STUDY TEXT =>
──────
It can be difficult chatting on the phone too, especially if the caller is speaking quickly. Mobile phone conversations can be next to hopeless if I am out and about, due to all the background noise. I now rely much more on texts and e-mail than previously, but how lucky I am that this technology is available.

Stress aggravates the tinnitus, which can quickly trigger a downward spiral. As I become increasingly anxious on missing words, the tinnitus gets more obstructive and I miss yet more. However, it has been really illuminating to learn how my brain works with all this. I particularly remember one conversation around a dinner table. I was only hearing about one word in three, and I became aware of a process happening in my head that can best be described as being like an elongated fruit machine. The words I heard fell into place, but with wheels of other options spinning around in the gaps between. My brain was busily spinning the wheels around looking for a combination that made sense. I could almost hear a clunk, clunk, clunk as the 'cherries' fell into place then, hooray, a sentence emerged. I answered the question and everyone around the table fell about laughing - it wasn't the right one. Humiliating yes, but fascinating too. When you have problems hearing it slows down your thought processes while you work out what makes sense. Even when you do hear, you have lost so much confidence in being able to compute the information, that you still take an extra beat or so to respond. The extra time, even though relatively short in real terms, can make you look or feel 'slow' and compound any lack of confidence. It's also exhausting, the additional concentration you have to put into every exchange to just keep up is quite considerable.

The lipreading classes I recently attended were run by a gifted teacher. It felt very reassuring to be surrounded by people who understood hearing problems and learning common-sense strategies for dealing with day to day problems. Other teachers weren't so gifted, and I was saddened by a couple of others who came into the class and made me (and probably the others) feel a bit 'dim' by the manner of approach. One teacher from another class came to speak to me, putting her face very close to mine and mouthing the words in a greatly exaggerated manner, which had the effect of making me feel very small indeed. I do understand that she was trying to be helpful, but sometimes even the best intentions can be 'cloying'.

We were told in the lipreading class that 'lipreading' is really the wrong term, it should be considered 'facereading' as you use subtle changes in expressions as well as the lip movement to help decypher words. Not surprisingly, I had already become adept at spotting the gentle expression of faint confusion coupled with mute graciousness when I do answer a question that hasn't been asked. My heart sinks when I see that one.

I have been moved by some other people's reactions though, I have already mentioned my colleagues, but I went into a local coffee shop recently, and the chap behind the counter was making polite conversation. I have no hope whatsoever of hearing anything with coffee machines hissing away, and we were in a stressful stalemate of me saying 'sorry, sorry, I can't hear' and him patiently repeating again and again. He then, very thoughtfully, came out from behind the counter, thought for a moment, and chose different words to use. I finally got the message and almost wanted to cry with relief that someone had insight into how to defuse the situation.

The very worst thing someone can say is 'oh, don't worry' and then to shut off. It makes you feel completely worthless and depressed. It is also a mystery to me how no reasonable person would ever make fun of someone who can't see, but still think it is funny to poke fun at those of us with a hearing problem. If I hear one more person go 'pardon?' with a cheeky smile after I have explained about my difficulties, I won't be responsible for my actions.
──────
TASK REQUIREMENTS =>
**1.** In the account of hearing loss, what did the man behind the coffee shop counter do after he came out from behind it?
**2.** Say whether each statement agrees with the account of hearing loss, and quote the words that decide it.
(a) The writer now relies more on texts and e-mail than before.
(b) The lipreading classes the writer recently attended were run by a teacher who made the writer feel 'dim'.
(c) Stress makes the tinnitus less of a problem.
**3.** In the account of hearing loss, list every word set in single quotation marks from the paragraph beginning "Stress aggravates the tinnitus" through the paragraph beginning "We were told in the lipreading class".

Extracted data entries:
──────
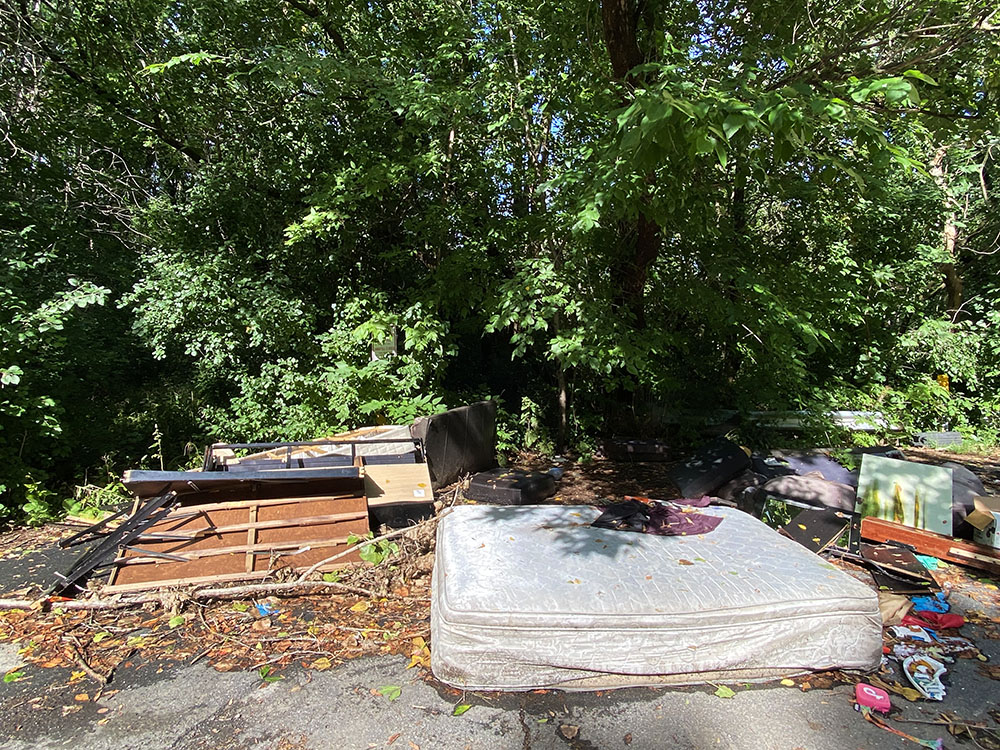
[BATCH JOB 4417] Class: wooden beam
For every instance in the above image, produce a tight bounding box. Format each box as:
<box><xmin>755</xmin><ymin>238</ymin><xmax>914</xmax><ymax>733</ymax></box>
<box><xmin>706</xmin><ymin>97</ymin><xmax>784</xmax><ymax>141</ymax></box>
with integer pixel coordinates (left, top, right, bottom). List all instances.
<box><xmin>101</xmin><ymin>562</ymin><xmax>359</xmax><ymax>595</ymax></box>
<box><xmin>140</xmin><ymin>505</ymin><xmax>368</xmax><ymax>544</ymax></box>
<box><xmin>113</xmin><ymin>536</ymin><xmax>349</xmax><ymax>567</ymax></box>
<box><xmin>861</xmin><ymin>516</ymin><xmax>1000</xmax><ymax>575</ymax></box>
──────
ANSWERS TO THE PROBLEMS =>
**1.** He thought for a moment and chose different words to use.

**2.**
(a) Yes: "I now rely much more on texts and e-mail than previously"
(b) No: "The lipreading classes I recently attended were run by a gifted teacher."
(c) No: "Stress aggravates the tinnitus"

**3.** cherries, slow, dim, cloying, lipreading, facereading